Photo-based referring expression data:

◆ ◆ ◆ ◆

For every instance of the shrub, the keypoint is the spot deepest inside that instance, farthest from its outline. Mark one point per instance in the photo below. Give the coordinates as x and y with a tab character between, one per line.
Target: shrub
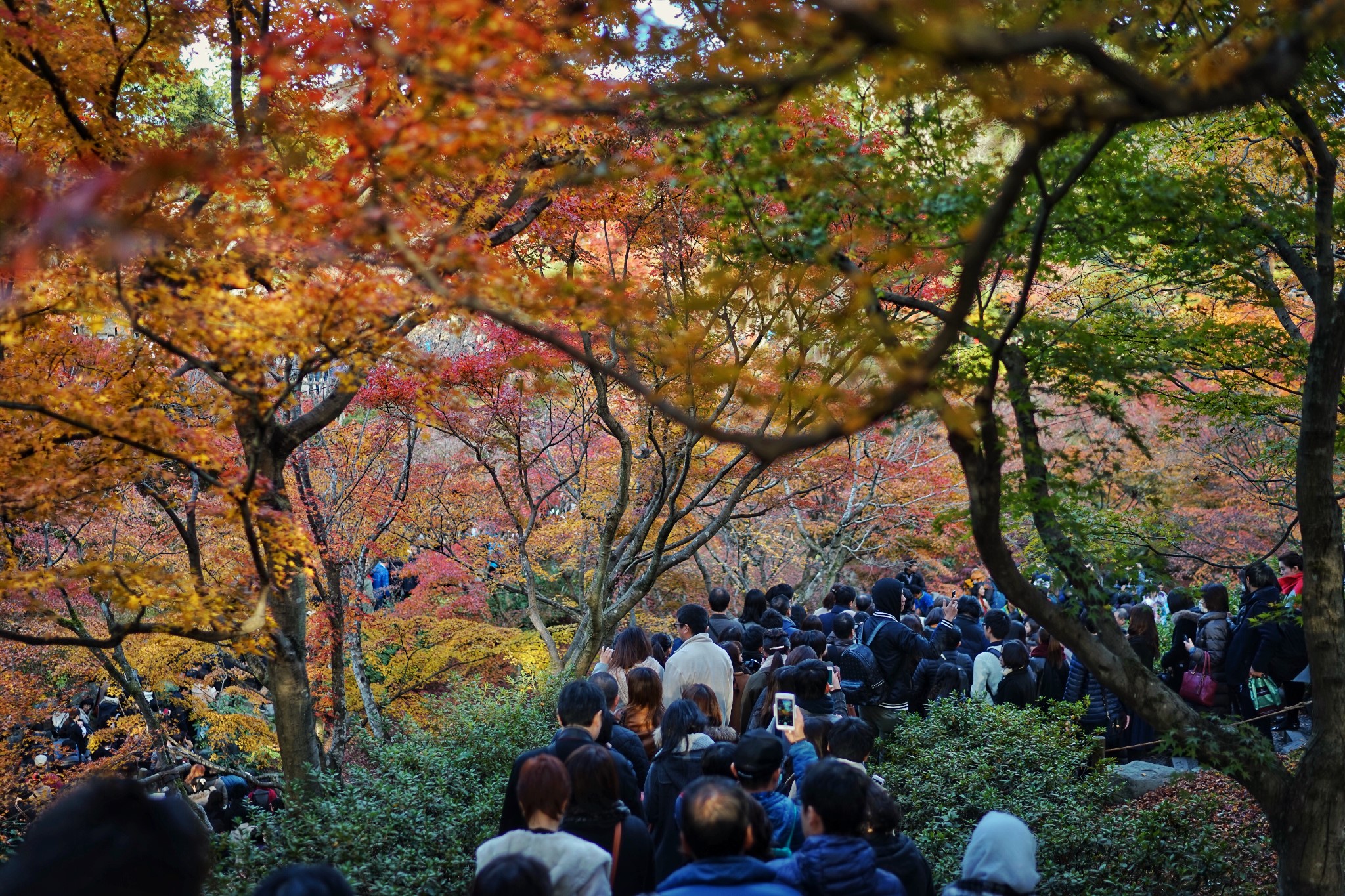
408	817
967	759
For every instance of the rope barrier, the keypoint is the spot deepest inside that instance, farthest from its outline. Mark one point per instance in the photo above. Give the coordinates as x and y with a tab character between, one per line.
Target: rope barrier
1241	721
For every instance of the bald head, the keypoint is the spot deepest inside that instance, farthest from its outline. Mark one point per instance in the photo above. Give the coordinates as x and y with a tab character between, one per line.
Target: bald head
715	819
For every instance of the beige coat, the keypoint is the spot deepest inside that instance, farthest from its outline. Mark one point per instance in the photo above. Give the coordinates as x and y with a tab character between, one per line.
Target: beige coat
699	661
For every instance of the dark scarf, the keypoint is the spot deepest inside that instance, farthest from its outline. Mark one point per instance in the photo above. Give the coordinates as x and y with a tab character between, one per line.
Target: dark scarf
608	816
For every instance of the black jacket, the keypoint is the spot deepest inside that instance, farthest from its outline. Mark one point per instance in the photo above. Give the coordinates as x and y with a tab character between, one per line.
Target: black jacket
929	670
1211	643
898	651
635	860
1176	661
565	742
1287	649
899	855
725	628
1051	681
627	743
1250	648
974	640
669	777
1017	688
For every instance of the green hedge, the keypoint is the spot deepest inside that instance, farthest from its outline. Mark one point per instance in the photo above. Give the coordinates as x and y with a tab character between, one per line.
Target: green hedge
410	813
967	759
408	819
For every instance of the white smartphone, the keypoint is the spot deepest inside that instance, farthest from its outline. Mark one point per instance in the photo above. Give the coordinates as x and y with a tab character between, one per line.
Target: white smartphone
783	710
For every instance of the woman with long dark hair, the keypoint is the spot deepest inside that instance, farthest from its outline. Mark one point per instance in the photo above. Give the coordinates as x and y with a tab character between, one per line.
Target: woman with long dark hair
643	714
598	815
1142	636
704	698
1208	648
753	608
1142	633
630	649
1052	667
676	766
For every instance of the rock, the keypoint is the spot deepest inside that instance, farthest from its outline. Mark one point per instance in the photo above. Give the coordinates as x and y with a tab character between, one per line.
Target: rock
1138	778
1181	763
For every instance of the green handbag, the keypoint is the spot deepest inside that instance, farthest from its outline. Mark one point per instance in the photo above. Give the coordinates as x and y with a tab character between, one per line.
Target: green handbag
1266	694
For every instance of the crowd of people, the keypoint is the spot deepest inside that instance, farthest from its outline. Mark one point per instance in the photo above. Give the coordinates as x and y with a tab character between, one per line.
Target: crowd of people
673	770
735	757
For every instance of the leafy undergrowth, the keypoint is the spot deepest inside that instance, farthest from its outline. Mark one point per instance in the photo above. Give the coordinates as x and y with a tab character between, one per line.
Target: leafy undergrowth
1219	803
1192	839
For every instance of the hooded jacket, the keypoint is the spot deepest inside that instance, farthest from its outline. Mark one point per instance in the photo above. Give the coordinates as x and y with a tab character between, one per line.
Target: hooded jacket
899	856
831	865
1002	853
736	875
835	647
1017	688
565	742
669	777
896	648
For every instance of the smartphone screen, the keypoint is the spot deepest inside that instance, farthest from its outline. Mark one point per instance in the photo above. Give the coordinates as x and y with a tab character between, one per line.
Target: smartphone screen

◆ ◆ ◆ ◆

Print nothing but the lines from the line with "Target: hooded jacket" to the last line of the records above. Both of those lines count.

Answer to this task:
Target: hooded jacket
899	856
831	865
1002	853
736	875
835	647
1017	688
565	742
669	777
896	648
For every instance of the smartphone screen, the keypoint is the spot deepest inside that instance, farthest from its outline. Mark one point per instance in the photo above. Give the coordinates as x and y with a tab character between, one per line.
Target: smartphone screen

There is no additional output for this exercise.